(Beginning of Records for this exercise)

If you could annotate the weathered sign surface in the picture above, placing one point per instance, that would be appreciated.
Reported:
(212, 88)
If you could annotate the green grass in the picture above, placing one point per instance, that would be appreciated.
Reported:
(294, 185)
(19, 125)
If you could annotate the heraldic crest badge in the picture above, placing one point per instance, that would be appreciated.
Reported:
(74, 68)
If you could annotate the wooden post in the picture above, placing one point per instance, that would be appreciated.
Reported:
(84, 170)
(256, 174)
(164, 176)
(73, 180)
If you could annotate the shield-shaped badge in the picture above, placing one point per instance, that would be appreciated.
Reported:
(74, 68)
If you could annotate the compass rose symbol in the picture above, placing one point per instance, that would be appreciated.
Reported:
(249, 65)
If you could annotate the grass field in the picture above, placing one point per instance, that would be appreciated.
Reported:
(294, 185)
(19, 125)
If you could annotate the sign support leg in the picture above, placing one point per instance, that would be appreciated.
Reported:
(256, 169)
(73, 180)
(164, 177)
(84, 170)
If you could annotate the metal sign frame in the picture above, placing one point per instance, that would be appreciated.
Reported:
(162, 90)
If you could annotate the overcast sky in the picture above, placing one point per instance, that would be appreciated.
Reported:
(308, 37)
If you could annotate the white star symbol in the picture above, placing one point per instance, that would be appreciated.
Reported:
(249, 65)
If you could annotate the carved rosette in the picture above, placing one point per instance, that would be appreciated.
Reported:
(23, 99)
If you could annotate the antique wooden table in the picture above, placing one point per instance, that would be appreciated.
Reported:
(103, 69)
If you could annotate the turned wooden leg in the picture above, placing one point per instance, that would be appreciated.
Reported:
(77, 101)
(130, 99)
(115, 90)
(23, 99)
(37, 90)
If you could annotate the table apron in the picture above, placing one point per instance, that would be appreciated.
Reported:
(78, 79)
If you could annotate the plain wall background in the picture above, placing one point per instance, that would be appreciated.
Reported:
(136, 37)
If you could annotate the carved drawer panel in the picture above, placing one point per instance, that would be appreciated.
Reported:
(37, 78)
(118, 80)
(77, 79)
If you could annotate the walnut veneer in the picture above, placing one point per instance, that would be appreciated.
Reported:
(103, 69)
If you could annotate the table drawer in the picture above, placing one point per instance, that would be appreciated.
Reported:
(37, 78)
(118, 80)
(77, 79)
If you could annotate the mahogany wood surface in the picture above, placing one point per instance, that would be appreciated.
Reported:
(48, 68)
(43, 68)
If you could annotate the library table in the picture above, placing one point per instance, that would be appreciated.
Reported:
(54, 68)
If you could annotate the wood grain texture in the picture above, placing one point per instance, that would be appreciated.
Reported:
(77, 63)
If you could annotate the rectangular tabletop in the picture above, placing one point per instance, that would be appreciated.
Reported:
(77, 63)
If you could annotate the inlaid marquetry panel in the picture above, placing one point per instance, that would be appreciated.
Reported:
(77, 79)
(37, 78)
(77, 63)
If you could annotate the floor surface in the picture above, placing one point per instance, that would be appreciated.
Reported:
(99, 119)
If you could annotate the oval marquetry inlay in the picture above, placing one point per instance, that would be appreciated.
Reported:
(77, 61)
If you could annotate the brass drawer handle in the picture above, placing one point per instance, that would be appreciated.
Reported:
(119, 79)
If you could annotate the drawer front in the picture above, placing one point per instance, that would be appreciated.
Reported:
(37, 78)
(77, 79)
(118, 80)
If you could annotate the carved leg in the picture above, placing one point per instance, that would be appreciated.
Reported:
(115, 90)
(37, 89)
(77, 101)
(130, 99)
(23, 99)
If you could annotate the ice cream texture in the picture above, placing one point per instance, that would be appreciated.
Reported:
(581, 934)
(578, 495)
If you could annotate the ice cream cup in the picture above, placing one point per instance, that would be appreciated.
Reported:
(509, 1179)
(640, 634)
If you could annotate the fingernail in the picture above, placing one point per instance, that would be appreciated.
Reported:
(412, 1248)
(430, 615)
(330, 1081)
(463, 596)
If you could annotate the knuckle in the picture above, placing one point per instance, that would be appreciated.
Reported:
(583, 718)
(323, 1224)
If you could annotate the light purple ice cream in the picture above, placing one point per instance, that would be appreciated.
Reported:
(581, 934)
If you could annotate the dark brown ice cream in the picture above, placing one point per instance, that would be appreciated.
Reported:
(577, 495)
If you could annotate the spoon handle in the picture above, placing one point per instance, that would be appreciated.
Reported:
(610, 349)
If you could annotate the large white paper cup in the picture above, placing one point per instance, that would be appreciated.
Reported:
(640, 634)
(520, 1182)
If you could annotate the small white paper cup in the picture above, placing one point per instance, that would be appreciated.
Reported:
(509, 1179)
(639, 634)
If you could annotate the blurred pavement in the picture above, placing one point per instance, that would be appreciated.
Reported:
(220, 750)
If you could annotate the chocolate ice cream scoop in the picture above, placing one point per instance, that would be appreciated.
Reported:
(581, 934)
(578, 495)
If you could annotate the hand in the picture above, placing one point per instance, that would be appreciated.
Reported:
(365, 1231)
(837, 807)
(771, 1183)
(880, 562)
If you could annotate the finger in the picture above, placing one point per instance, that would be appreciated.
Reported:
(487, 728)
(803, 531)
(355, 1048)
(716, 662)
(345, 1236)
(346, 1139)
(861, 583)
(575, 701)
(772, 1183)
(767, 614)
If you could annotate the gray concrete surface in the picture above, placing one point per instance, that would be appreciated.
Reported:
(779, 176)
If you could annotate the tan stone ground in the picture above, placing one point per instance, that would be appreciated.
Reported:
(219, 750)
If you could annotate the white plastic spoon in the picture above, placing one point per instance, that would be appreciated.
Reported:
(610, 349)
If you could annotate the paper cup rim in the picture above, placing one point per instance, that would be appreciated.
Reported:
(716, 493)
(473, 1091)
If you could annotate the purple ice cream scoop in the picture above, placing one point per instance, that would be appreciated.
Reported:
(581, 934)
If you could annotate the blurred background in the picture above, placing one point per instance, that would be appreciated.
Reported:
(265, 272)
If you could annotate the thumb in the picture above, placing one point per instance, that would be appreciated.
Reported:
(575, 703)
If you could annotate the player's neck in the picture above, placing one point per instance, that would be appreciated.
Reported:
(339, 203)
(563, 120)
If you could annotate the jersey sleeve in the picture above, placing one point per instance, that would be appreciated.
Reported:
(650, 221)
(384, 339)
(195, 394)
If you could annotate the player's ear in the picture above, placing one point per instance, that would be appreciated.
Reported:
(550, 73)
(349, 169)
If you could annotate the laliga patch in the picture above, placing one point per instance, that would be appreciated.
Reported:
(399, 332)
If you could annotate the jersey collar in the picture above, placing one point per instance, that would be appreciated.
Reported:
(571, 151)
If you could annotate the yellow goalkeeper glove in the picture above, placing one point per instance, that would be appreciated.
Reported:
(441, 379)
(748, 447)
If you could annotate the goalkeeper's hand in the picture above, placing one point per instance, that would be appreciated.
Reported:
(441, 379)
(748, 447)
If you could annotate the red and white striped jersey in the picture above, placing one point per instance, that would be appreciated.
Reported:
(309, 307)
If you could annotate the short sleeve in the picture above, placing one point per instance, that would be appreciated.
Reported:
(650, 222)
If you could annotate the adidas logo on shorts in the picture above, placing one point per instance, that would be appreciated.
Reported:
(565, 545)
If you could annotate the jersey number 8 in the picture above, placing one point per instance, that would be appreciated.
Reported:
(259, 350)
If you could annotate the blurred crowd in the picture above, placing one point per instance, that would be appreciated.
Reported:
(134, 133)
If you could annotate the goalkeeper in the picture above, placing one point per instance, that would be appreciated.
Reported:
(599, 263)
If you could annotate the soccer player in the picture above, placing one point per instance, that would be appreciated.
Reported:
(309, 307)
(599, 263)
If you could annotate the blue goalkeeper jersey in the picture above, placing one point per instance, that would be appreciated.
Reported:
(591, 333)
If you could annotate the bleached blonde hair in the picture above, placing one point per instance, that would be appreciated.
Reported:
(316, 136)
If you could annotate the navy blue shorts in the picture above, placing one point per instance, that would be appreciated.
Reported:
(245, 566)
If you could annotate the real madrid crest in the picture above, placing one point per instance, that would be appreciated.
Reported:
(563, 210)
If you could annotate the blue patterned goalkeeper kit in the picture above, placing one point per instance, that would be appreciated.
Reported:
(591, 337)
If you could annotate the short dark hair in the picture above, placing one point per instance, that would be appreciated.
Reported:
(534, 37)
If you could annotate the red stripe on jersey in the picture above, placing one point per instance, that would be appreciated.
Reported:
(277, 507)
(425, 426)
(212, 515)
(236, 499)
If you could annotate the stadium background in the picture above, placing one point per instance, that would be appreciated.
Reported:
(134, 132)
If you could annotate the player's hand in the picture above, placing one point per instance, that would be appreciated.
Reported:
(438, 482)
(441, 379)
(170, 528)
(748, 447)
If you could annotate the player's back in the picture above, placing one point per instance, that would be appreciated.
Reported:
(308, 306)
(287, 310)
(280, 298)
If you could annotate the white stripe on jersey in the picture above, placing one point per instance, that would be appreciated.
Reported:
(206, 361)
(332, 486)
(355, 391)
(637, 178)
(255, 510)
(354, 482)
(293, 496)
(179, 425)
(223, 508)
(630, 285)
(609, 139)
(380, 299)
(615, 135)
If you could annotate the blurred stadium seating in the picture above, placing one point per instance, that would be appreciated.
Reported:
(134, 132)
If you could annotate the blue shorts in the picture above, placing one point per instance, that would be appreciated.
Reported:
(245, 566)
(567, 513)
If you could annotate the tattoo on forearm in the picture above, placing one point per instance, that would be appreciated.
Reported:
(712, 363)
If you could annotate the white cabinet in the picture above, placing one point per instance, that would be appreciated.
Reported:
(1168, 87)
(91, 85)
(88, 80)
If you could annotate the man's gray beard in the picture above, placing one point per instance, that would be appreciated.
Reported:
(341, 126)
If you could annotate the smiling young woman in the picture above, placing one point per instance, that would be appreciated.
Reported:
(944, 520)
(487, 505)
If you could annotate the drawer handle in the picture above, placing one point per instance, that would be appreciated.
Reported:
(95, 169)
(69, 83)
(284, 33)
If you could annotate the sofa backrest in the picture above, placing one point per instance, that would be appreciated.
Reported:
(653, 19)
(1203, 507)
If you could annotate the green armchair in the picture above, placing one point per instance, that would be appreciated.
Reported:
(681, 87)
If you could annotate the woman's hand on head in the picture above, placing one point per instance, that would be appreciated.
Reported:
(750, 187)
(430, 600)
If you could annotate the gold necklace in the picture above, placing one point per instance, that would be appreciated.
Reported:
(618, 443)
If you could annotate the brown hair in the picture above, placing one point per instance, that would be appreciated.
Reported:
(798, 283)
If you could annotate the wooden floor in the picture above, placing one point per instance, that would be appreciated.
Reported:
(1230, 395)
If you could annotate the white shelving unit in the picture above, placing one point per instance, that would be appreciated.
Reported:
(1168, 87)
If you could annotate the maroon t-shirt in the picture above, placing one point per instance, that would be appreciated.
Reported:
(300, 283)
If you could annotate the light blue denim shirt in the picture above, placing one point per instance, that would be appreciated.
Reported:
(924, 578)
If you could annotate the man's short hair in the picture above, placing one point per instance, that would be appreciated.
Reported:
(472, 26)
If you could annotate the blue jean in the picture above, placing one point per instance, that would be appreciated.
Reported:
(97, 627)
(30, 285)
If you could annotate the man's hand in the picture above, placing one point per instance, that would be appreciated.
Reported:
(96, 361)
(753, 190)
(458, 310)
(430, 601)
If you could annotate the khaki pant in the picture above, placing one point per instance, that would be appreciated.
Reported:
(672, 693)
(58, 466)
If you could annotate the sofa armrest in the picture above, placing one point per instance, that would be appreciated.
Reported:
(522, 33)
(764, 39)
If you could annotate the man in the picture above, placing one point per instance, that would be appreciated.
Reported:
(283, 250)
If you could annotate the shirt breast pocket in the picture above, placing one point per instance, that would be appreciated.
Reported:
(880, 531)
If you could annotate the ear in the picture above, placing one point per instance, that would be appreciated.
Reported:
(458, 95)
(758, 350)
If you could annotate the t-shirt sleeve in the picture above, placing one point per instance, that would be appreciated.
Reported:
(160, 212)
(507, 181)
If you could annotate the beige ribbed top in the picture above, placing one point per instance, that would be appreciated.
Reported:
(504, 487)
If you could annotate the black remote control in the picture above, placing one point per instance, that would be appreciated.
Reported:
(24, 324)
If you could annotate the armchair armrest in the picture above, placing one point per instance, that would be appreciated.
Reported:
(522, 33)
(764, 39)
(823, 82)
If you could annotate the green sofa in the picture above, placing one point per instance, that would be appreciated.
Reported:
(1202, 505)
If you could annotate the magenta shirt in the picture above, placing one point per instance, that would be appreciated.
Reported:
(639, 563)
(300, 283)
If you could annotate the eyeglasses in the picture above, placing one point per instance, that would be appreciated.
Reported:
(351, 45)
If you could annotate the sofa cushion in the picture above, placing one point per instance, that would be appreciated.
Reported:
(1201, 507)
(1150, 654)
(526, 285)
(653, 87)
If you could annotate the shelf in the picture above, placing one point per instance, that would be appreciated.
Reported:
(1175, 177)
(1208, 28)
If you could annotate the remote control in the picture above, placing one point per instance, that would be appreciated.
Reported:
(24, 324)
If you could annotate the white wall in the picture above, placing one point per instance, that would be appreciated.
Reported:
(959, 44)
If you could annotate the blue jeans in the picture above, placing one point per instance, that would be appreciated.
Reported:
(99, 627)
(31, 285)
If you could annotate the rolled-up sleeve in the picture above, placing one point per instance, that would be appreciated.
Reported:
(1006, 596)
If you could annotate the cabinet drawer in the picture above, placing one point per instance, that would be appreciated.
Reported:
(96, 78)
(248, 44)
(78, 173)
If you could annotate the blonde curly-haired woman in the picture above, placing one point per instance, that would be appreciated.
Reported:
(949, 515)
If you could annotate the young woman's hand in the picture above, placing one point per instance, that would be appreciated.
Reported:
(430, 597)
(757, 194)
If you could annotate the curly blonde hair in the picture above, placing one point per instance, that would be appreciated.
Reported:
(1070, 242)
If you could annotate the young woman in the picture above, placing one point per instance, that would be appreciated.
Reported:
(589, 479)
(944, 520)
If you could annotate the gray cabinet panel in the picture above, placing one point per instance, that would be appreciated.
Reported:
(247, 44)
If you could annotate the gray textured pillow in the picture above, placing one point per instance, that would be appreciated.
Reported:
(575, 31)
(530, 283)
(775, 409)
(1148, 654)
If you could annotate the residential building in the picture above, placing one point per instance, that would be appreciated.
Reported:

(End of Records for this exercise)

→ **Work instruction**
Filter the entries down to the lines holding the string "curly". Copy each of those lines.

→ **Exercise result**
If you could annotate the blonde curly-haired woman in the picture above, placing one point per instance, that would be appreciated.
If you could annotate the curly blonde hair in the picture above, placing one point per instance, that would be appreciated.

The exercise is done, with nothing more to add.